### Objective
Rewrite the material from its first line through the line containing "<point>257,267</point>", inclusive, substituting "central" for every "innermost" and leaving everything else unchanged.

### Supplied records
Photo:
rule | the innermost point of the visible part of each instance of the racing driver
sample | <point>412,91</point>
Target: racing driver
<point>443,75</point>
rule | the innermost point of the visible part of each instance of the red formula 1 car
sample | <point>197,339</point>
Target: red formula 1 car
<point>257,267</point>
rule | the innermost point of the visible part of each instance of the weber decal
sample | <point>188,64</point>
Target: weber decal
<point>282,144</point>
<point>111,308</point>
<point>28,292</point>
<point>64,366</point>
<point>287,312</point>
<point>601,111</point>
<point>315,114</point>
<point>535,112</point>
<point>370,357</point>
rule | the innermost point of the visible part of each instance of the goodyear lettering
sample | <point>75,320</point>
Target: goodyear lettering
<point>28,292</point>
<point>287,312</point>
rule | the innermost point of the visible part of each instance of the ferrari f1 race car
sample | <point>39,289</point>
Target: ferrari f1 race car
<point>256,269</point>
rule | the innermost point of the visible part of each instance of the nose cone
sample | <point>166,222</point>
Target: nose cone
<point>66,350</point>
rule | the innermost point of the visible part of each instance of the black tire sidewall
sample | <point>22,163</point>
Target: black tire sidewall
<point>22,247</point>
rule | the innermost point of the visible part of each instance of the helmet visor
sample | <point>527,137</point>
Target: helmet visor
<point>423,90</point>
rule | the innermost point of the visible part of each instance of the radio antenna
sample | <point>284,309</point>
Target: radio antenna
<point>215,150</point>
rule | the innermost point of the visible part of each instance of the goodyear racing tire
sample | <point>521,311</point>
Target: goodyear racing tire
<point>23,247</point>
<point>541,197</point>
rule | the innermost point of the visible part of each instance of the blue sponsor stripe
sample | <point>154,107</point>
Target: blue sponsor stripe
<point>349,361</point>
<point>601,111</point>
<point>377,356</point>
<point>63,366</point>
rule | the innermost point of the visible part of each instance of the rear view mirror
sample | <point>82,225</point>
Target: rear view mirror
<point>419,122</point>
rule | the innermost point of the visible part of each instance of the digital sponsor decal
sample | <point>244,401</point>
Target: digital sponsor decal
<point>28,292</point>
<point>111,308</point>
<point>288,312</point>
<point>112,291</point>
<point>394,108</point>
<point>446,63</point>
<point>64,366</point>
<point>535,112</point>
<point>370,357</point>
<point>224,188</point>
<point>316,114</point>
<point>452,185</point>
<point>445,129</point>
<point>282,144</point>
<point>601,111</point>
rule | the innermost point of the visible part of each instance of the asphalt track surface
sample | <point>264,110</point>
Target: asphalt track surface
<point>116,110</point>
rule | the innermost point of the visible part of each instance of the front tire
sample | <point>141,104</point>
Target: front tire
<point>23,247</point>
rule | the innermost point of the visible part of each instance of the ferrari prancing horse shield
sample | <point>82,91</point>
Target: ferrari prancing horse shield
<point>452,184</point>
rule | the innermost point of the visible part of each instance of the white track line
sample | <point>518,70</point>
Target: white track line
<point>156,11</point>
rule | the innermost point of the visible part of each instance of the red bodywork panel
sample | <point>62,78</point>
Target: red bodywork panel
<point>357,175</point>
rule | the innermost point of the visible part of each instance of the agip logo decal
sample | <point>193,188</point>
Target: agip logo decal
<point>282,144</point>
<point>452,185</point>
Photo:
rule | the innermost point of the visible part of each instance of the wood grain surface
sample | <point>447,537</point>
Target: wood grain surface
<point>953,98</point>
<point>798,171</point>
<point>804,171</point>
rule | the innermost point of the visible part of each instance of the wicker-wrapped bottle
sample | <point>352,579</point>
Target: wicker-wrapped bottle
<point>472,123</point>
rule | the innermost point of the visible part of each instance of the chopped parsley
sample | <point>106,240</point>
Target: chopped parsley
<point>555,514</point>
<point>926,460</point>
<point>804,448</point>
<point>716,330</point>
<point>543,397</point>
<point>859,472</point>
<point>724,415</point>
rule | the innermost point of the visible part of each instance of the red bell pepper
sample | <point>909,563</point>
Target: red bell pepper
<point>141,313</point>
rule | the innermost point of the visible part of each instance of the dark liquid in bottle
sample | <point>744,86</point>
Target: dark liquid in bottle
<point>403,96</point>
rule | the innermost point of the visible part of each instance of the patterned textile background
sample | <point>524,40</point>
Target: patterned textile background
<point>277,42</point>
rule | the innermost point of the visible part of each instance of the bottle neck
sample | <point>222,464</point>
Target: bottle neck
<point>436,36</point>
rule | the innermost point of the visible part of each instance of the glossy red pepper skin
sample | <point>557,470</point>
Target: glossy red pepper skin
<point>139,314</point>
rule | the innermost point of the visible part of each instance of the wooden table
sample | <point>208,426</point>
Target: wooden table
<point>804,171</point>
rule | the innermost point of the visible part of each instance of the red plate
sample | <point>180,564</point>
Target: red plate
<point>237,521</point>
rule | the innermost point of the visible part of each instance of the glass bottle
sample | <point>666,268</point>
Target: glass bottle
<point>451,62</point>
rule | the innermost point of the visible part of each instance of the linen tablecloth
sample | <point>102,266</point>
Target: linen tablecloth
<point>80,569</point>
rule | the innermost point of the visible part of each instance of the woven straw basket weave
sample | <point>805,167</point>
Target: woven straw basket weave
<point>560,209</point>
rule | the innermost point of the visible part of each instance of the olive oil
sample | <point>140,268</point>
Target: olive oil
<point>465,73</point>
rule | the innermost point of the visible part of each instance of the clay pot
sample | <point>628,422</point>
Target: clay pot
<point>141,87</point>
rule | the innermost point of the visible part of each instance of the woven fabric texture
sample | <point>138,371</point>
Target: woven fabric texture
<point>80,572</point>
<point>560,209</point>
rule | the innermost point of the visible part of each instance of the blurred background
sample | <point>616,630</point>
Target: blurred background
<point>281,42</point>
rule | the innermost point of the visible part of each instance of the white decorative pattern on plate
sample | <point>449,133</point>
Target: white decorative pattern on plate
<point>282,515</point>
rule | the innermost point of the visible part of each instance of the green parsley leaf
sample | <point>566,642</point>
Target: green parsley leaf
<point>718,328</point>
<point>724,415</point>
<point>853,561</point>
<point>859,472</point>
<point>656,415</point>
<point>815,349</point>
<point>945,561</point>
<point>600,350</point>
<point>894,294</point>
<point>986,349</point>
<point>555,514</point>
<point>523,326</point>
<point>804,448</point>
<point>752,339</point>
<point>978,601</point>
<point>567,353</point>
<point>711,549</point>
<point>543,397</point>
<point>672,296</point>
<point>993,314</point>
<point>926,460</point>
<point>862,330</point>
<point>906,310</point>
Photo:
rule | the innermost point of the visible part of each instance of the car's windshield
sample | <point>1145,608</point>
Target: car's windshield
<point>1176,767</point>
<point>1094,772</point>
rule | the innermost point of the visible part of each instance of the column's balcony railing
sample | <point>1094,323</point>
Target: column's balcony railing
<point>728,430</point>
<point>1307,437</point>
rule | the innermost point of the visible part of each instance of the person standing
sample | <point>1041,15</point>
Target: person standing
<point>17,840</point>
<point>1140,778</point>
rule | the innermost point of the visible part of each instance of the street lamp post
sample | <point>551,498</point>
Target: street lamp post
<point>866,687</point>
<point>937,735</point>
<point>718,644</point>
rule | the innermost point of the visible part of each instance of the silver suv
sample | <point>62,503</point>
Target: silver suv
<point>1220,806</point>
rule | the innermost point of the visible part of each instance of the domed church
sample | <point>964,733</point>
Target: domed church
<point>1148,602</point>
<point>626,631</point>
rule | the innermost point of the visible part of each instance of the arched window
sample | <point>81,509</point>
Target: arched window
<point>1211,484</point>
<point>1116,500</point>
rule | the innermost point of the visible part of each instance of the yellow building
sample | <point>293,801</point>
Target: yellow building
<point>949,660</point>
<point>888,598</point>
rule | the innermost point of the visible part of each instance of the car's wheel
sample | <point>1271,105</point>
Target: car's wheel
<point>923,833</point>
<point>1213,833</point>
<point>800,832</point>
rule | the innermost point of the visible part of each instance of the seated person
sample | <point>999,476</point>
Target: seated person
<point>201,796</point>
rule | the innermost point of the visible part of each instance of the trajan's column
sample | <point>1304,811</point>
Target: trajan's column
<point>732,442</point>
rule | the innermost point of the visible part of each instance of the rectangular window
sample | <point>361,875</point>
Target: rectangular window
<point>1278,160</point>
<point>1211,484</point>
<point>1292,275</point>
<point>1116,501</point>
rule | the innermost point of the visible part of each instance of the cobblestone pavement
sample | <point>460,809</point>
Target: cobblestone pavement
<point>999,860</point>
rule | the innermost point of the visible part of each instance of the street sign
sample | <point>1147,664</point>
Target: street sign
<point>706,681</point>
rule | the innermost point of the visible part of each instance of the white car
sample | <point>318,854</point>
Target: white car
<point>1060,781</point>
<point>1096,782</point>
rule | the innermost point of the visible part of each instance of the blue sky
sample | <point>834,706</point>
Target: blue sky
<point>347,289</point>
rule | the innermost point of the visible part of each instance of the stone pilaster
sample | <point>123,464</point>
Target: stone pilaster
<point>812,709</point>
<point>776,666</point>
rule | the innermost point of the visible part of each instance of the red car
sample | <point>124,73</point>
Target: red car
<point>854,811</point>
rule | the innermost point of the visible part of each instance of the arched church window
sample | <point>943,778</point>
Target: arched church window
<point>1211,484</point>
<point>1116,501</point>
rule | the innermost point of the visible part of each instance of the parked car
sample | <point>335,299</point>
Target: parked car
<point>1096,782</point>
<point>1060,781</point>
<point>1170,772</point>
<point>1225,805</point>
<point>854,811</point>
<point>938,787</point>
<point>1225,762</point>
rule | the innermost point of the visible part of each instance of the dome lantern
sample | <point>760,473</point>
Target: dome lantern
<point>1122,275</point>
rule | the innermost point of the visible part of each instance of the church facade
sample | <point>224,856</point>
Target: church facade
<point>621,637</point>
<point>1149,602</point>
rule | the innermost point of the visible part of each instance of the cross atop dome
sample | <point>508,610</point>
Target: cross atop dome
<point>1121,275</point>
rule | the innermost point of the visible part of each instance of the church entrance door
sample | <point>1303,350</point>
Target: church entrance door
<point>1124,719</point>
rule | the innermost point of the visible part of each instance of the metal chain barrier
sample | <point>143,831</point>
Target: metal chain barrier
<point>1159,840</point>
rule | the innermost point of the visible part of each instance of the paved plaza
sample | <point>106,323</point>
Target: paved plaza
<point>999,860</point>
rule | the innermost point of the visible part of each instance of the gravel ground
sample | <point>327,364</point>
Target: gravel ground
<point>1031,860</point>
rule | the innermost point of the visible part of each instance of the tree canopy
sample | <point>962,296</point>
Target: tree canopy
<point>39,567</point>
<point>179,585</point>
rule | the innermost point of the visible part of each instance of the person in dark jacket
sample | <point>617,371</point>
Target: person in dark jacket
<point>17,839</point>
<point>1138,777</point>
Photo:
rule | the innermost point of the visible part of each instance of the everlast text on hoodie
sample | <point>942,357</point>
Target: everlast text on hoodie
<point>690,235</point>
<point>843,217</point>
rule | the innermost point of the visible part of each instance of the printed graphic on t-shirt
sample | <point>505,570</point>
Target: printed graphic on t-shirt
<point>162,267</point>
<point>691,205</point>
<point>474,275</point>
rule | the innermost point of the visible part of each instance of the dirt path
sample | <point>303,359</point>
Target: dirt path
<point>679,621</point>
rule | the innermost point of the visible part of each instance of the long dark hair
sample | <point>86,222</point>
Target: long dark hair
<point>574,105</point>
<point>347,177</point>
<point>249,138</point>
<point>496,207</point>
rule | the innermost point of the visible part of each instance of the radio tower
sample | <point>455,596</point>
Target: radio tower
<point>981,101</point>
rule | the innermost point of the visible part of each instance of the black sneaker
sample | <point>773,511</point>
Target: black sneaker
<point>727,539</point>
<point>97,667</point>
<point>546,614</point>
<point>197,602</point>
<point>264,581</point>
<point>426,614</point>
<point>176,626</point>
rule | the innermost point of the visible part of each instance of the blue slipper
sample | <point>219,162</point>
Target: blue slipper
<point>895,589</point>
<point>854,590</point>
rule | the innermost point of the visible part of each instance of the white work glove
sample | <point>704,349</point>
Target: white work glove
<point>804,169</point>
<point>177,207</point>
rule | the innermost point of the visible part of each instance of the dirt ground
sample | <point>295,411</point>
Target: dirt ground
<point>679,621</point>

### Response to the task
Photo:
rule | the central point of the visible part of each instance of the racing driver
sample | <point>412,91</point>
Target: racing driver
<point>443,75</point>
rule | the central point of the visible part of each instance of the red formula 1 car
sample | <point>197,339</point>
Target: red formula 1 car
<point>257,267</point>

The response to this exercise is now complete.